Problem :: Extend the text on gathering diagnostic information for BPM server problems, picking up right after its final sentence.

=== Text ===

This setting often saves a lot of pain – if your server crashes because it ran out of memory, then this setting is pretty likely to capture the information needed to work out what went wrong. If you do not have this setting, you would need to add it, and wait for the problem to happen again. It is safe to have this setting on all of your production servers. Note that it takes some time to take a heap dump (how long depends on the size of the heap and the speed of your disks) so there is a trade-off here – collecting the information needed to fix the problem will mean that your server restart will take a bit longer, as you will have to wait for the heap dump to finish before you restart the server(s).

Garbage Collection logs

Garbage collection logs are very useful for analysing memory related issues. The JVM will not produce these logs by default, you need to tell it to produce them.

These three settings will cause the JVM to print out more detailed information about garbage collection and to produce a log (called gc.log in this example) that contains garbage collection statistics and information that is very useful when trying to do some JVM tuning:

    -XX:+PrintGCTimeStamps
    -XX:+PrintGCDetails
    -Xloggc:gc.log

And, as mentioned in the previous section, it is also a good idea to turn on this setting:

    -XX:+HeapDumpOnOutOfMemoryError

These settings are safe to leave on all the time in your production environment.

Database information – AWR reports

Many performance related issues may have to do with the underlying database. For this reason, it is important to capture some information about the database performance as well. You should collect the AWR reports for the same period during which you observed the problem in BPM. To be on the safe side, start a little earlier and end a little later. For example, if the problem occurred from 10am until noon, you might collect AWR reports from 9am to 1pm.

You can find more information about what AWR reports are and how to collect them in this post.

HTTP Server logs

For some kinds of problems, it is useful to see the logs from the HTTP Server (if any) which is in front of your BPM server or cluster. These are often useful if you are getting refused connections for example.

=== Provided records ===

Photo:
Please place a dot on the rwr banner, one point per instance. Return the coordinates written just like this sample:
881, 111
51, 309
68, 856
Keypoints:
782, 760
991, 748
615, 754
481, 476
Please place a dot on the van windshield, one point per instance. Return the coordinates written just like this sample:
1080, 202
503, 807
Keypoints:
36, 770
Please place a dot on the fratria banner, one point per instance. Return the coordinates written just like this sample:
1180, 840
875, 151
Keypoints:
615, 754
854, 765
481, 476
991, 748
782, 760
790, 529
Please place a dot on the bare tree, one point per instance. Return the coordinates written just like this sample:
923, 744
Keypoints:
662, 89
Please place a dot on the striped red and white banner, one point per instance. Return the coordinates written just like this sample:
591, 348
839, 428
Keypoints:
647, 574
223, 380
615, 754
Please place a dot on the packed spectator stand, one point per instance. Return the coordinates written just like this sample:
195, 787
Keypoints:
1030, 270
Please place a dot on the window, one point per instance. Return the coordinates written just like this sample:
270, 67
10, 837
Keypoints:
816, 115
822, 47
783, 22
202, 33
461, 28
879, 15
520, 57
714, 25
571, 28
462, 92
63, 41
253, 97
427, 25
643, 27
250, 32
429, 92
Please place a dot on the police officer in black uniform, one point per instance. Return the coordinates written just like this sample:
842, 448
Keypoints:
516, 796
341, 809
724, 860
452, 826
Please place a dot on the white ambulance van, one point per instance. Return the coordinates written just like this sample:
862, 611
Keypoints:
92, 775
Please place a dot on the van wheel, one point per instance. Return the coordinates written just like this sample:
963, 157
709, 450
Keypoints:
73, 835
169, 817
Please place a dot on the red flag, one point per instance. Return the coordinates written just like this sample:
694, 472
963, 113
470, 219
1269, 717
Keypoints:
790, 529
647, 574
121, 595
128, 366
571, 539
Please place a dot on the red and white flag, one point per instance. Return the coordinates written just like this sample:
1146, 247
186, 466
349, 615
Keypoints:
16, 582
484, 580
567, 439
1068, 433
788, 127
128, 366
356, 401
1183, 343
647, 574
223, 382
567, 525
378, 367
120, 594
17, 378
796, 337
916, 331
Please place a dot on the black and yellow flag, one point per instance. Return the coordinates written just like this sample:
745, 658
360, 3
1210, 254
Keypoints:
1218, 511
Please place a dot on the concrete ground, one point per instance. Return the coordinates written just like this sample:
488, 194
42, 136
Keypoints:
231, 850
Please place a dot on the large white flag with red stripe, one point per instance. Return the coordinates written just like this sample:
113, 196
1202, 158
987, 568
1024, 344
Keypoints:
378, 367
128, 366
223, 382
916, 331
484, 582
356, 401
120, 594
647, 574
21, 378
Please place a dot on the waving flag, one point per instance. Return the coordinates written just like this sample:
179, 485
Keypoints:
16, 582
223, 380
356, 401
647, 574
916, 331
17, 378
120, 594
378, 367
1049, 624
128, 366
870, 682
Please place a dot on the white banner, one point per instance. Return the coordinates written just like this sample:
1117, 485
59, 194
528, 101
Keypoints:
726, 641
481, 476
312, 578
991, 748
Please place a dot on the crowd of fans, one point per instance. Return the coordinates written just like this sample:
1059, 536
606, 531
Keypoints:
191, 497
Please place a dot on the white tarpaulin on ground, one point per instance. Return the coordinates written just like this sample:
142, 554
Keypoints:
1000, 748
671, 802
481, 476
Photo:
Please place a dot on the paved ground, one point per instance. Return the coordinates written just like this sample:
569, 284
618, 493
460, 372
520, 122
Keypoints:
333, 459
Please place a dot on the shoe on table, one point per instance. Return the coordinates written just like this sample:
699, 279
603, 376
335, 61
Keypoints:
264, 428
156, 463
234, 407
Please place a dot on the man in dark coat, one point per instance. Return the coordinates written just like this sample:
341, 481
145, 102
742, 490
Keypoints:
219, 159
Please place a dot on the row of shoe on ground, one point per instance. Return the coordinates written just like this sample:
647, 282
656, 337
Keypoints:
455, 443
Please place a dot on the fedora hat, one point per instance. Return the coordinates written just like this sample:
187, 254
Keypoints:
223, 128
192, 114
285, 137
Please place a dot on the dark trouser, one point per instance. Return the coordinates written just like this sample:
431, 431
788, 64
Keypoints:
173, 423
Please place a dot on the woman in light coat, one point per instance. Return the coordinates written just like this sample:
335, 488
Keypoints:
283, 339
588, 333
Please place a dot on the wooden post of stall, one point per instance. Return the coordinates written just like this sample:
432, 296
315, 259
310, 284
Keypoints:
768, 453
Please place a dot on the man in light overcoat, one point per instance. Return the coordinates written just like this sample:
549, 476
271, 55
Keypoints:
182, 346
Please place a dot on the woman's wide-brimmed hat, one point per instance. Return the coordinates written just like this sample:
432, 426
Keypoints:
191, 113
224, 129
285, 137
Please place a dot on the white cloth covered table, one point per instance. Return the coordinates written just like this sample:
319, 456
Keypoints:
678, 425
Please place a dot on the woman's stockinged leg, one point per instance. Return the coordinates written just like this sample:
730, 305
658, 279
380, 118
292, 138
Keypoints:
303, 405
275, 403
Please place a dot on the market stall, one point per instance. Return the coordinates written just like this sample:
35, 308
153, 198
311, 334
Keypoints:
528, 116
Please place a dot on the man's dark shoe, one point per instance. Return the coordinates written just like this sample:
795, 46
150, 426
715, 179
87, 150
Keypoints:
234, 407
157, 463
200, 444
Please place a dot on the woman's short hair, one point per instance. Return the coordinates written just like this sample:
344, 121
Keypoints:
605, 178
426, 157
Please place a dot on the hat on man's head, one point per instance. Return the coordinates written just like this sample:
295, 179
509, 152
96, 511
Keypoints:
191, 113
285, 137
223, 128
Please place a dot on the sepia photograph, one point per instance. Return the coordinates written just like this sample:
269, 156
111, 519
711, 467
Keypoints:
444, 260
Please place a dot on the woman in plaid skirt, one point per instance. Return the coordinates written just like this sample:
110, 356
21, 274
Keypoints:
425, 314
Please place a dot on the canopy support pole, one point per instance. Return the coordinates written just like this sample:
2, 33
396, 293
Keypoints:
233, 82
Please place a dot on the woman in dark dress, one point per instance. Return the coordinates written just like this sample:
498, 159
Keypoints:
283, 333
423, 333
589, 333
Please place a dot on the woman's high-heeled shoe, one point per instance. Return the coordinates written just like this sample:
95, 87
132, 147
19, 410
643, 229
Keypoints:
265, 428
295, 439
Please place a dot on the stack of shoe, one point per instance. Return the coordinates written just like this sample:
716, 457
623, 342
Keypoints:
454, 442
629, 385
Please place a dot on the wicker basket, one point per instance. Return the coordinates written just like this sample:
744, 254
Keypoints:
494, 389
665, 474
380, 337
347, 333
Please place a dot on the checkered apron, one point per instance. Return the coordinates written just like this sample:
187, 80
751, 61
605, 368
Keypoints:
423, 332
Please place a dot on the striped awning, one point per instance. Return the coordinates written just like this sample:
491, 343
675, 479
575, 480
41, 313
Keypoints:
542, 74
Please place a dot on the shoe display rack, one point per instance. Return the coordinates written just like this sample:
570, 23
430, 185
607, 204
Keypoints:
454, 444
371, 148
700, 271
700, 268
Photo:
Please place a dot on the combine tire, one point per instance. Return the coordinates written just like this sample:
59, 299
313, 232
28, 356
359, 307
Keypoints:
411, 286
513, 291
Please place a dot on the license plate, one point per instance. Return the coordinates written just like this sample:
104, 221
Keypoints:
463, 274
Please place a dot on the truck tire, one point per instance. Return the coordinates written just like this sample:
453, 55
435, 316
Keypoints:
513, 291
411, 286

===

Exercise answer ::
You should gather the following logs:

  access.log  
  error.log

If you are using Oracle Web Tier (or Oracle HTTP Server), these logs will be located in the following directory, assuming your Oracle Web Tier Home is /home/oracle/httphome and you used the default names for the instance:

/home/oracle/httphome/Oracle_WT1/instances/instance1/diagnostics/logs/OHS/ohs1

Debug logs for the WebLogic plugin may also be useful if you are seeing nodes being evicted from the cluster or if you suspect that the cluster is unbalanced – e.g. you can see a different number of sessions on each node in the cluster.

To obtain these, you need to set DEBUG=ALL in the httpd-vhosts.conf file. This will produce a log called wlproxy.log.

Operating system level information

Sometimes performance information from the operating system level can be helpful as well. You might want to consider using tools like top or prstat (with thread/’lightweight process’ support), sar, vmstat, mpstat, iostat, and netstat. If you are have a possibly network-related issue, for example loss of communications between cluster members, then tcpdump may also capture useful information.

Remember, if you are running a cluster, you would need to collect these on all nodes in the cluster at the same time.

Java information

There are also several Java tools that can help you to collect additional information. If you are not familiar with these, it might be a good idea to explore what they can do for you. I would suggest looking at jps, jstat, jinfo, jstack, jmap, and jtop.

How to send information to Oracle Support

If you need help with the problem, you should contact Oracle Support and open a Service Request (SR). The Oracle Support system will allow you to upload attachments to the SR so that you can provide information you have collected. If the files are large, like a heap dump for example, then you should upload them to Oracle Support’s FTP server instead. Support will give you instructions on how to access the ftp server and where to put your files.